**Supplied material**
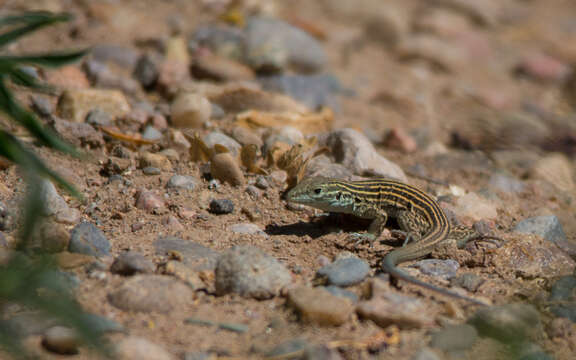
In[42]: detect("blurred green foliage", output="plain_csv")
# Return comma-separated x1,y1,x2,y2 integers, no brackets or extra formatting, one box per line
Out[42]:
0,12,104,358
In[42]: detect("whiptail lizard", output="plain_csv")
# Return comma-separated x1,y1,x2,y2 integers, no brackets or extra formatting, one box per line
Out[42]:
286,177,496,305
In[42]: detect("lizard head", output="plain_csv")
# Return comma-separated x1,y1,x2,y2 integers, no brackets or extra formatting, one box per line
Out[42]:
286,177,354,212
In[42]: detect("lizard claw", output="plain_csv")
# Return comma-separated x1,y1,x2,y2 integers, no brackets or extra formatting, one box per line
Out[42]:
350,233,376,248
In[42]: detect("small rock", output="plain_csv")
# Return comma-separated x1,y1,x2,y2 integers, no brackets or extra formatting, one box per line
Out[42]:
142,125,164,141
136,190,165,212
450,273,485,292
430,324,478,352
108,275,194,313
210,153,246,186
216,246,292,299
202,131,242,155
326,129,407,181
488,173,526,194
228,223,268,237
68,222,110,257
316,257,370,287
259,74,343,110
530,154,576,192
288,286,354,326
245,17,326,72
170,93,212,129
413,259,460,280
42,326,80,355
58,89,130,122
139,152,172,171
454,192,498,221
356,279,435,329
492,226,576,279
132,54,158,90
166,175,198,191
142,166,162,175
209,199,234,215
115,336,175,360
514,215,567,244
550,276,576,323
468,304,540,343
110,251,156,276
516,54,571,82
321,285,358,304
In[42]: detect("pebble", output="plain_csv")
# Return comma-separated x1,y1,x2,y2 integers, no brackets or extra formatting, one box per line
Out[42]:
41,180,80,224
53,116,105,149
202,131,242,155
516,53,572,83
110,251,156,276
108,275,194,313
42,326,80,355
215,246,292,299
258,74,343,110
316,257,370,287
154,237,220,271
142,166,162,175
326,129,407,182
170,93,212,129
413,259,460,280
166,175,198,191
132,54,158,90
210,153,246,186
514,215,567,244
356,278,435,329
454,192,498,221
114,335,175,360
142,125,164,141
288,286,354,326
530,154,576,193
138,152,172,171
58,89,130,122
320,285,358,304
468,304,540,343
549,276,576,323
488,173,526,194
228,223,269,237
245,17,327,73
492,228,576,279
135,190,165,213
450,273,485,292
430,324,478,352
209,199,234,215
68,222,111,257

...

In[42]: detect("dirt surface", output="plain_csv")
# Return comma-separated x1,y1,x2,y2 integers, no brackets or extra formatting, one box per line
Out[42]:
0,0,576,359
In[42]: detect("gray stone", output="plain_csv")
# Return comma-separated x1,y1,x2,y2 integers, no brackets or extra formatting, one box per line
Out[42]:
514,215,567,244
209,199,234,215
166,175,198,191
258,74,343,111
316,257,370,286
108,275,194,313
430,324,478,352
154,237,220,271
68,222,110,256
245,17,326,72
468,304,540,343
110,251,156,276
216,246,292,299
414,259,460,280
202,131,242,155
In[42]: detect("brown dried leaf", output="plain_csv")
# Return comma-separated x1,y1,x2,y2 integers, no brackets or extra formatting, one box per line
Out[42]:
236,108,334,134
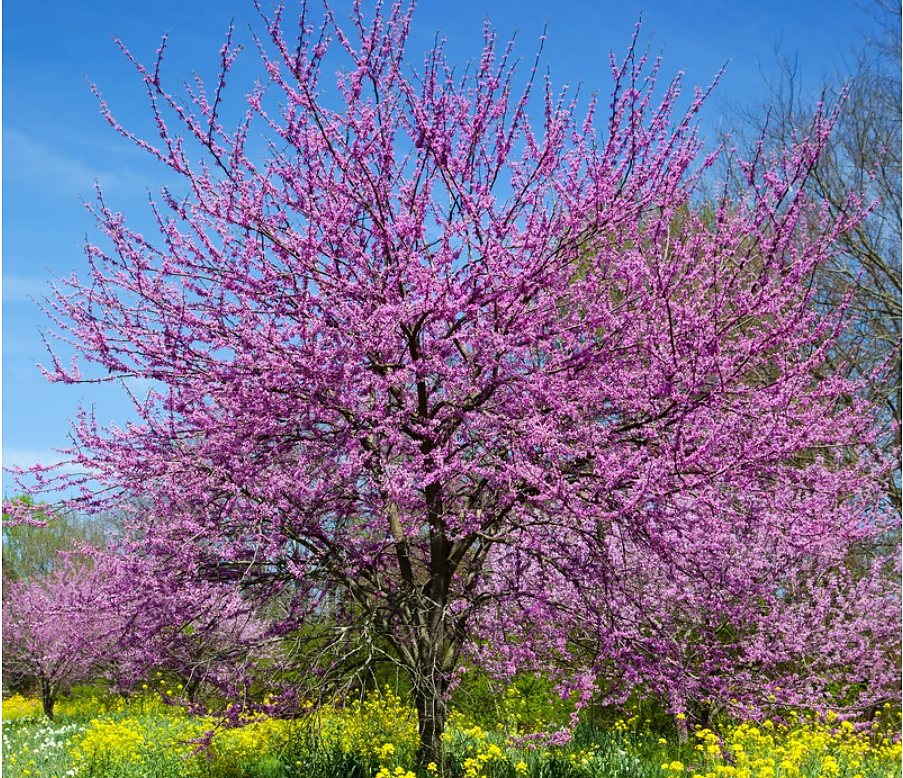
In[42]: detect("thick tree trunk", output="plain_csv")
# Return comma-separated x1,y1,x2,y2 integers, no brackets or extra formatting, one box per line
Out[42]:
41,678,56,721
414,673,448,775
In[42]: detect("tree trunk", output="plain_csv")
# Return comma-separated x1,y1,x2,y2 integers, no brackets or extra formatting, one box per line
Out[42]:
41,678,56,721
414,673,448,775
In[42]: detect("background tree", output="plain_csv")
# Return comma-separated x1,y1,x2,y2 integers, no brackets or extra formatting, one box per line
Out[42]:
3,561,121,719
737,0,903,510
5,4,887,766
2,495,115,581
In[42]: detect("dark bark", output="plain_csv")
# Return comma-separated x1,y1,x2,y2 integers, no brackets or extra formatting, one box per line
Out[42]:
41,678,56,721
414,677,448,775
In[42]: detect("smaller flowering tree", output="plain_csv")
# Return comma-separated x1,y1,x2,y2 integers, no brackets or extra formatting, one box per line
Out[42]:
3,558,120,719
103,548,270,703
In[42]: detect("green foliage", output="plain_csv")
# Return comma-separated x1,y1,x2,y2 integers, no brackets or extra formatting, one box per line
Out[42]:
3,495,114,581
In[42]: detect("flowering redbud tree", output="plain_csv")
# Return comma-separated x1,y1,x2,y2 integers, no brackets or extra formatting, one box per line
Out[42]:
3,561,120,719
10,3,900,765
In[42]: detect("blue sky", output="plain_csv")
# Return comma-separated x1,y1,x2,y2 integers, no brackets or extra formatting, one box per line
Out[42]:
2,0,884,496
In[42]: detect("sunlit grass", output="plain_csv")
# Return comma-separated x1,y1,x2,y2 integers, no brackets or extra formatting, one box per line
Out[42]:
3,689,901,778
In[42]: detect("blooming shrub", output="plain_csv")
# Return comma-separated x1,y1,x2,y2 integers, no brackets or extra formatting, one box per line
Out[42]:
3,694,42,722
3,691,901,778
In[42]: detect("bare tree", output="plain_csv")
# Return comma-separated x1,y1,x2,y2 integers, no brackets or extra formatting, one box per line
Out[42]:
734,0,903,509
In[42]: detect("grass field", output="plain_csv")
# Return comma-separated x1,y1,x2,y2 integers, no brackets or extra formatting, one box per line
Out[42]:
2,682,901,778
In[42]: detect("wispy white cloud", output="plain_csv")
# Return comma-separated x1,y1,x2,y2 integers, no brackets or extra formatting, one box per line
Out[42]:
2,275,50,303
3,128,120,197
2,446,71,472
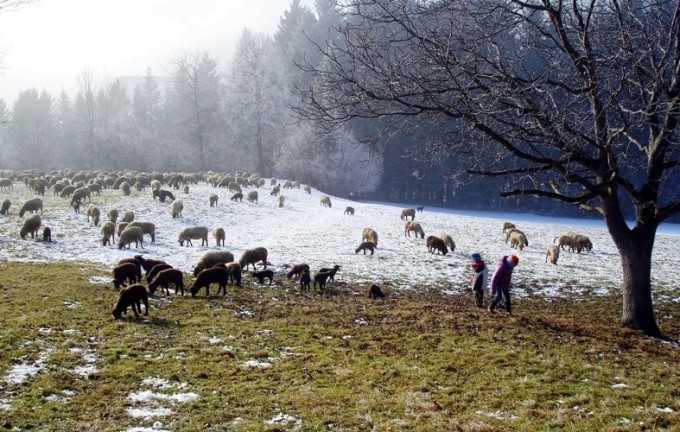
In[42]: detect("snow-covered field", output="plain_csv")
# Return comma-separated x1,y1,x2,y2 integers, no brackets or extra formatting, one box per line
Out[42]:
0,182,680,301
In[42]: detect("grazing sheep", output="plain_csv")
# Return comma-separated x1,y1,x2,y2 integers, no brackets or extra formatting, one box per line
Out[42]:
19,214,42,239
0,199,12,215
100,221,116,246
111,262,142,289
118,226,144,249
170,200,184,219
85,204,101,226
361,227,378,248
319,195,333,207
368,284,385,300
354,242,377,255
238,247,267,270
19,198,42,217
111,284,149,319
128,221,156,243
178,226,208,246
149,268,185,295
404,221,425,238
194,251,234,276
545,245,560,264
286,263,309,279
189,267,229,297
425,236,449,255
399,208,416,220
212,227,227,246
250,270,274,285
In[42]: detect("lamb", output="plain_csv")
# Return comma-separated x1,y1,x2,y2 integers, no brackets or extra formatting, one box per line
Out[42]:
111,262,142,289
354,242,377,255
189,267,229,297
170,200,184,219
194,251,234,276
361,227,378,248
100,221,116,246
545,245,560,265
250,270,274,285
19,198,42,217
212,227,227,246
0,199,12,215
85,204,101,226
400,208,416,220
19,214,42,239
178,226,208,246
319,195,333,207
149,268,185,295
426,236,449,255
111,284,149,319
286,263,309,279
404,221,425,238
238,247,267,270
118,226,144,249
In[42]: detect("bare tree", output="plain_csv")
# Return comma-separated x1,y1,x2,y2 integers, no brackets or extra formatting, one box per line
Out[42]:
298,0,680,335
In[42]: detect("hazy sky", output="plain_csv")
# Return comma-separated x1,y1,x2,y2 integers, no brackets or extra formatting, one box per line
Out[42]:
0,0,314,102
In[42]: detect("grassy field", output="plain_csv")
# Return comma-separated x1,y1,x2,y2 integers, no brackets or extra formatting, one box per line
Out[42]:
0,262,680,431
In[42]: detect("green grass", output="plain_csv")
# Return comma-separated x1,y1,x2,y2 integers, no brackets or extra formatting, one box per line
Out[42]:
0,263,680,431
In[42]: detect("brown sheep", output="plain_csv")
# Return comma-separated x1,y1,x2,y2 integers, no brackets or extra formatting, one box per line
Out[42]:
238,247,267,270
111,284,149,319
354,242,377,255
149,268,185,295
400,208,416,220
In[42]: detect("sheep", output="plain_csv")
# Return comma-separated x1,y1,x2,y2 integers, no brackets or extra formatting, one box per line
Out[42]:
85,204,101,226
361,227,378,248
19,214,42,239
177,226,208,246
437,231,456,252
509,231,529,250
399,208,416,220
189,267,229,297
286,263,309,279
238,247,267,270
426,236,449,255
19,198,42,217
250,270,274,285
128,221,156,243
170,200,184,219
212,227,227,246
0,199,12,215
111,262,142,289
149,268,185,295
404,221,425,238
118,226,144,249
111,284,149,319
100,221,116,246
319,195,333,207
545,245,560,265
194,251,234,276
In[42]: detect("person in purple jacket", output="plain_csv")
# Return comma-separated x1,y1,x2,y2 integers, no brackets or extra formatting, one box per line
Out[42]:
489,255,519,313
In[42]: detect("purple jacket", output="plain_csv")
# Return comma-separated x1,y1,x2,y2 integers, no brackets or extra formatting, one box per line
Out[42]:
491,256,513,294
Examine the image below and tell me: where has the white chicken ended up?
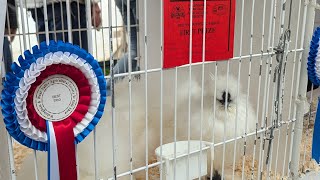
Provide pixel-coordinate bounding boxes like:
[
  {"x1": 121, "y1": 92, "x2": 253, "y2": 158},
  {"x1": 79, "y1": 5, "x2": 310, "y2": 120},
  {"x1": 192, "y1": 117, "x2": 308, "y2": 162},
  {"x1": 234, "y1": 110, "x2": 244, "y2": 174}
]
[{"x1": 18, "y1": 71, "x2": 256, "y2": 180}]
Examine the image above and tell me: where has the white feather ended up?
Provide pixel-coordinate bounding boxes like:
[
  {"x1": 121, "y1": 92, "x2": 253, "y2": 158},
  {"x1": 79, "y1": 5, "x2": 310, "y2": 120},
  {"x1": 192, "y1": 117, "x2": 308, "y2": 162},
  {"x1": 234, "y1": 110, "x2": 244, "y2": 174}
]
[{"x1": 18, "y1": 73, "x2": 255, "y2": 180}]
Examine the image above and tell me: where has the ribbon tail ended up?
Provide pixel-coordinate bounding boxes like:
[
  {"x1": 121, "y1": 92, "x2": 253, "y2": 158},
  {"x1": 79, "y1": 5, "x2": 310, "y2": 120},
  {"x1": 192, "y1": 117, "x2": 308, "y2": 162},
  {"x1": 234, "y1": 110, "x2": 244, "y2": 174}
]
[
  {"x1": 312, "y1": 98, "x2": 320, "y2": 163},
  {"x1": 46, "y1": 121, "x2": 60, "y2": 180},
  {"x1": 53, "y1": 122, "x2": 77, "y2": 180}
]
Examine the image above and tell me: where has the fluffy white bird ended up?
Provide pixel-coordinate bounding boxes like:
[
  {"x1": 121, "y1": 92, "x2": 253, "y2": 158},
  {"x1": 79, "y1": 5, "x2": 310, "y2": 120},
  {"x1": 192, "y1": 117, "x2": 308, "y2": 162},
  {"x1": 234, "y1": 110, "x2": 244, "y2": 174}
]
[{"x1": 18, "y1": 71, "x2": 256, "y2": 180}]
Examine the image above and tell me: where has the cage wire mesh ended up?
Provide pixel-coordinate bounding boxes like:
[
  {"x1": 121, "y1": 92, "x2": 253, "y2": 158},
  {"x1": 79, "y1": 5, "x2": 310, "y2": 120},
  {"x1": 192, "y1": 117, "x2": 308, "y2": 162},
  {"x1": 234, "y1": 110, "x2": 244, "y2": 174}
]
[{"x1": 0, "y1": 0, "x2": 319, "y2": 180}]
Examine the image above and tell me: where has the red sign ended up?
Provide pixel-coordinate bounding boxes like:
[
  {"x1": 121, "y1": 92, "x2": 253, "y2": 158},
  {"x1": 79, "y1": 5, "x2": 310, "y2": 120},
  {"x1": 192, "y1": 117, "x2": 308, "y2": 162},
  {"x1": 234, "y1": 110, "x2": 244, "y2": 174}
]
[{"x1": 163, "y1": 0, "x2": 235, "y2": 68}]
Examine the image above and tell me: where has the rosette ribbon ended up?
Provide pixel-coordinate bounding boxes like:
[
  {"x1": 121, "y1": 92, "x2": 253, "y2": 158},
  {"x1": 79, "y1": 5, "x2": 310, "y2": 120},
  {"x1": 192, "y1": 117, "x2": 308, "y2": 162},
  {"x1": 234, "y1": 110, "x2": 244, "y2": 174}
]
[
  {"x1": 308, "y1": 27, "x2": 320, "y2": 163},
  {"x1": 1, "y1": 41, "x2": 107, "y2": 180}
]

---

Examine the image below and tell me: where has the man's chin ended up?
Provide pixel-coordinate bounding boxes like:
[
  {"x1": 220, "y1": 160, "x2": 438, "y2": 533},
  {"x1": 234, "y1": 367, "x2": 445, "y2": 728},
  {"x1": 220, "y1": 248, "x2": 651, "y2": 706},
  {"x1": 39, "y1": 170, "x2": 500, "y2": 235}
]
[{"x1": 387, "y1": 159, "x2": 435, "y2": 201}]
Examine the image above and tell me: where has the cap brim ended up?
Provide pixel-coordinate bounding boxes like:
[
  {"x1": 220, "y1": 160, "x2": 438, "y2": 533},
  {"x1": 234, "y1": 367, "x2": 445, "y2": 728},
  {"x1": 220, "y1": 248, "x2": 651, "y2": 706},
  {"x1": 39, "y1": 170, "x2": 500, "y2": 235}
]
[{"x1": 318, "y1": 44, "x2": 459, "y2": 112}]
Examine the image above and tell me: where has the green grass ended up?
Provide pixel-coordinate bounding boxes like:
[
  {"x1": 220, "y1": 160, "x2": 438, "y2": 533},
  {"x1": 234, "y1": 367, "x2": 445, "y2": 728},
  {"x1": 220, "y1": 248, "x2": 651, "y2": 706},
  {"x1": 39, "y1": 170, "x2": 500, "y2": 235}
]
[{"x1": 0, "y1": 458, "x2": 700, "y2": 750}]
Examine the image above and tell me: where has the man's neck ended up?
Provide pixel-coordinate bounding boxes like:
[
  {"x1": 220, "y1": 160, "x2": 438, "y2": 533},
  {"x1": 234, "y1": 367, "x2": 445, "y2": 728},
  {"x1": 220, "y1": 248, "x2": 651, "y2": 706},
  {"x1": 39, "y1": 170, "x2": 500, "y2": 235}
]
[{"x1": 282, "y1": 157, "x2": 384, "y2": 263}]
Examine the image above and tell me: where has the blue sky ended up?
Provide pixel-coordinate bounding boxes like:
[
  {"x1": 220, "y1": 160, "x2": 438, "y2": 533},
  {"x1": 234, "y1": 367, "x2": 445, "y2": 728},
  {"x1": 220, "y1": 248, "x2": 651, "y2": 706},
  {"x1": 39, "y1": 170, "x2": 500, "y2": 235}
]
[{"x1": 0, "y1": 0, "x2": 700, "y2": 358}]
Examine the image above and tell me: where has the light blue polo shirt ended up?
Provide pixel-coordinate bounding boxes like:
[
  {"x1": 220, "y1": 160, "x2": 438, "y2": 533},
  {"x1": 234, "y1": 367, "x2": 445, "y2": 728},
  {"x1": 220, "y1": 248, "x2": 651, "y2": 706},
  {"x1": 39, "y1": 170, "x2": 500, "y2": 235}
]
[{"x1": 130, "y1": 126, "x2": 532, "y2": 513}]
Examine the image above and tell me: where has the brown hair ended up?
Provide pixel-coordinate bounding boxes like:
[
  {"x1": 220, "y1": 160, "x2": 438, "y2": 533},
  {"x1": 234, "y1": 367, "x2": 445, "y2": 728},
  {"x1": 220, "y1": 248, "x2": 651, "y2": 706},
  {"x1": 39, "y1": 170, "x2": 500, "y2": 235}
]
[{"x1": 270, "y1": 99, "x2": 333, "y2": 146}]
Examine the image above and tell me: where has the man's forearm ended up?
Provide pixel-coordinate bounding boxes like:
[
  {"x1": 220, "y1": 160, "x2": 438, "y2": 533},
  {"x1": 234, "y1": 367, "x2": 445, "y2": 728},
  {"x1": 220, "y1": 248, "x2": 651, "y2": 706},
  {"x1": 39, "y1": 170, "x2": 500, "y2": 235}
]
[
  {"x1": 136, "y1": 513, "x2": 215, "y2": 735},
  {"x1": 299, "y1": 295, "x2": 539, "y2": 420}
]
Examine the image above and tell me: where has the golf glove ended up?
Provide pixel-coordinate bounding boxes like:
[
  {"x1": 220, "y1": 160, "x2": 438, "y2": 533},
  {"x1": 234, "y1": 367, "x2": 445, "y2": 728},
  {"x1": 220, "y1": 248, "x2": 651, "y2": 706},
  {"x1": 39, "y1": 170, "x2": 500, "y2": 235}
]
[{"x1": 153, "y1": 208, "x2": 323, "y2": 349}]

**What to produce**
How many lines of the material above contain the string "field"? Case counts. Give only the number.

**Task solution**
3